What to do:
Put the stretch of entries from the line containing "Grounding task — in the screenshot above, find the green" through the line containing "Grounding task — in the screenshot above, find the dog's ear" into a JSON list of strings, one string per line and no blank lines.

Given entries:
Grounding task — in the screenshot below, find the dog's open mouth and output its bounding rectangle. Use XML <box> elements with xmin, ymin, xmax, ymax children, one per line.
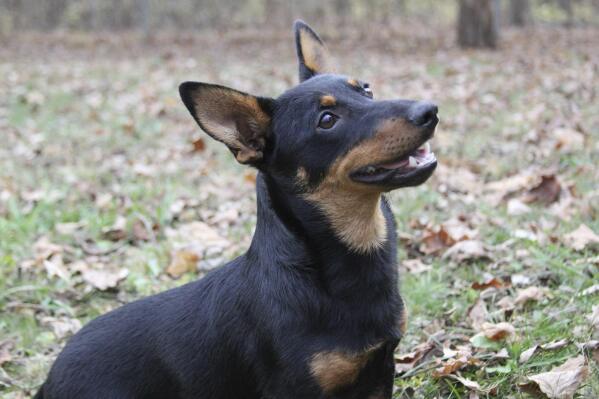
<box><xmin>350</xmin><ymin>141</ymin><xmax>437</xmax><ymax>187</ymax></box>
---
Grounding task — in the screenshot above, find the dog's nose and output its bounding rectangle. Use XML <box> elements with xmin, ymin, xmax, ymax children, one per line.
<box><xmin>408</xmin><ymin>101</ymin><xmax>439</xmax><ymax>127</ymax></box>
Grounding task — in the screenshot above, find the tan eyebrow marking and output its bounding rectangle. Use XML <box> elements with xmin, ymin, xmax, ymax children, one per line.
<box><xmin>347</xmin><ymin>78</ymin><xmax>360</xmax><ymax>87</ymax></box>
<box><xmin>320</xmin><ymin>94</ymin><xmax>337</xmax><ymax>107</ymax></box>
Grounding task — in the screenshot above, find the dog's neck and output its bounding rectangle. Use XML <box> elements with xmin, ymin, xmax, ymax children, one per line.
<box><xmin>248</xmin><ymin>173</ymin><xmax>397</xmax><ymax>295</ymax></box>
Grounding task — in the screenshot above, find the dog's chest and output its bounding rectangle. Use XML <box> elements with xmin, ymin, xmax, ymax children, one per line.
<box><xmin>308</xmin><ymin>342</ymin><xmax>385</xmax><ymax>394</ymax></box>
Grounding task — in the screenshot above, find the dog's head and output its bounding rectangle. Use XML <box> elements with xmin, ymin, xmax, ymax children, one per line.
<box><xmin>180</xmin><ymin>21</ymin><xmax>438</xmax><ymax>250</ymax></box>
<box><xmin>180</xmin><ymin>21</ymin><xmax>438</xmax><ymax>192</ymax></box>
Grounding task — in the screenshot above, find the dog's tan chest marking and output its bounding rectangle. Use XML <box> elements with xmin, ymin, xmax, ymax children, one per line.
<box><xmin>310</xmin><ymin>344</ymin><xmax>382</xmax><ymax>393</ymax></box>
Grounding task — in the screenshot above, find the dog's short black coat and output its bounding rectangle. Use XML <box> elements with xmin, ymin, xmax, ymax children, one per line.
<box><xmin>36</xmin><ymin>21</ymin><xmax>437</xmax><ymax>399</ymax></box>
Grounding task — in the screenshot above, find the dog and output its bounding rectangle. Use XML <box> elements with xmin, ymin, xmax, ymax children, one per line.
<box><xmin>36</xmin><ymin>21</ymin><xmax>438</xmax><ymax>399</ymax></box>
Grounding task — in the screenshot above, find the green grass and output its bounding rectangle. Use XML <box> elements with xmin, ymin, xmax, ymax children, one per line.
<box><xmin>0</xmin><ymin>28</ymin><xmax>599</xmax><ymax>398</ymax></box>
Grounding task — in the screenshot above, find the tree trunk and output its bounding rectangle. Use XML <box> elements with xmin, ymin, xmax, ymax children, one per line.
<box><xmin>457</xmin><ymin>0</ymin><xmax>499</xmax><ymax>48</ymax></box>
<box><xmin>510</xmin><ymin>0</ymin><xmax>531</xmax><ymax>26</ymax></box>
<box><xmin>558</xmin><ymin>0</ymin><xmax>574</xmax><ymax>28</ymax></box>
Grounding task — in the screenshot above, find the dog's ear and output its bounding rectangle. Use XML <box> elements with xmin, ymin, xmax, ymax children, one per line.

Final result:
[
  "Grounding task — in the screenshot above, find the green grass and output its bounding rectangle. Use XML <box> elements with xmin, ymin, xmax, ymax children, one per line.",
  "<box><xmin>0</xmin><ymin>28</ymin><xmax>599</xmax><ymax>398</ymax></box>",
  "Grounding task — in the screenshot above, find the tree trunk and output its bounding rectangle. Use XML <box> elements with xmin, ymin, xmax, ymax children, one per line.",
  "<box><xmin>457</xmin><ymin>0</ymin><xmax>499</xmax><ymax>48</ymax></box>",
  "<box><xmin>510</xmin><ymin>0</ymin><xmax>531</xmax><ymax>26</ymax></box>",
  "<box><xmin>558</xmin><ymin>0</ymin><xmax>574</xmax><ymax>28</ymax></box>",
  "Grounding task — in the screenshot above, find the dog's ear and output its bounding rectangle. Use XML <box> elements with xmin, ymin, xmax, ymax children, one per line."
]